Exercise directions:
Find every line below that contains the word "fruit" and copy each one out. Capital and lowercase letters must match.

------ Information given ------

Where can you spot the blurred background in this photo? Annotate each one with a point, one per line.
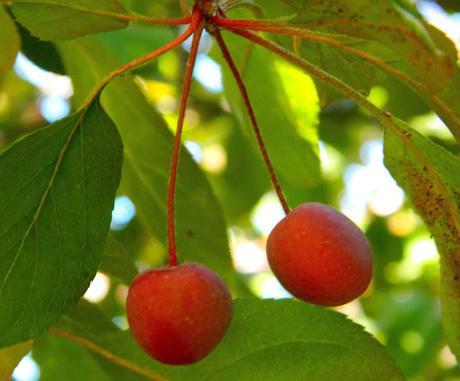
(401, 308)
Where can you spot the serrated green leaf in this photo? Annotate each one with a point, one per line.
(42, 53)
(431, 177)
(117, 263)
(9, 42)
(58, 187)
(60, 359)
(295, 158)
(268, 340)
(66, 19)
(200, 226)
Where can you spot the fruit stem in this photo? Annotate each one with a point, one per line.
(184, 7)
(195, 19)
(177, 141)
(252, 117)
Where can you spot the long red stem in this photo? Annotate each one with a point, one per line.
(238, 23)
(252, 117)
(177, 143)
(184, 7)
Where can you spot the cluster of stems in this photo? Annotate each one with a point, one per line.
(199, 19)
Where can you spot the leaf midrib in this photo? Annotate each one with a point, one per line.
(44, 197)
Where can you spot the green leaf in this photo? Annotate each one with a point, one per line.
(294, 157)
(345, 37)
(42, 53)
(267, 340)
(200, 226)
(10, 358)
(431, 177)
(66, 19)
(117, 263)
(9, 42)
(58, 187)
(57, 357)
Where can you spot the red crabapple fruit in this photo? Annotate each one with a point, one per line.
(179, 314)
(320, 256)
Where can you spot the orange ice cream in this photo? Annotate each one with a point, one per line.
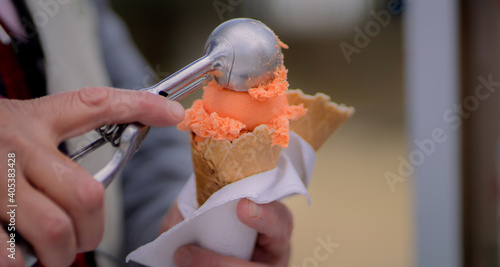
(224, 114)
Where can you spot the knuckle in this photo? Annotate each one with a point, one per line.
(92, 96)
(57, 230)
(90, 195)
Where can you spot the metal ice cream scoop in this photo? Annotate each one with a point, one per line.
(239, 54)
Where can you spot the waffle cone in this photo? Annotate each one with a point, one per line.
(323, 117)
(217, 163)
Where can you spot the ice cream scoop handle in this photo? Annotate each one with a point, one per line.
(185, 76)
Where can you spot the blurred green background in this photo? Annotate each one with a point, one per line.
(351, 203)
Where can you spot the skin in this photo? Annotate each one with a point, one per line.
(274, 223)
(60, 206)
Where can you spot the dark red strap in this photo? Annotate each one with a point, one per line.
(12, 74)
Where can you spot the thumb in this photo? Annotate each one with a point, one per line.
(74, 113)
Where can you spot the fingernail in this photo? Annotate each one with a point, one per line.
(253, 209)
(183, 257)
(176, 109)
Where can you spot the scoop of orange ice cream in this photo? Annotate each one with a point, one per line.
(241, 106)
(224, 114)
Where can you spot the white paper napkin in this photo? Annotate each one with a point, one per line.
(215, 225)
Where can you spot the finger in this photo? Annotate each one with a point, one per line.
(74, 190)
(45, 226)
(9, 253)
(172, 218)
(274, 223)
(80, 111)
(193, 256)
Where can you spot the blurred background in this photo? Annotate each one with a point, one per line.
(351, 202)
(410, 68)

------
------ Information given ------

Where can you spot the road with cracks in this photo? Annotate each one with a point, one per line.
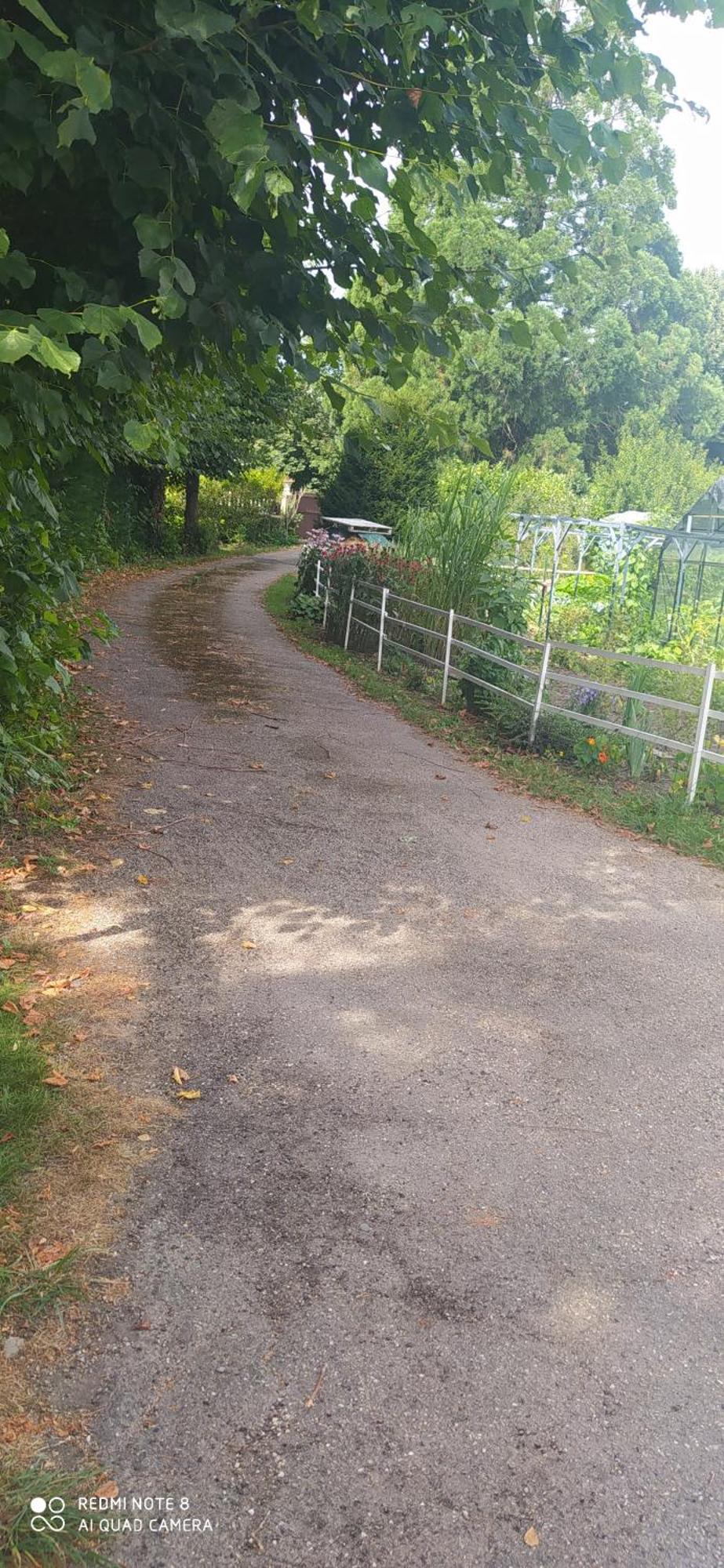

------

Task result:
Where can you spot the fruit stem in this photo? Annotate each one with a point, one per line.
Where can you spot the red crabapple fruit in this photo? Annotate each one with a point, one per line.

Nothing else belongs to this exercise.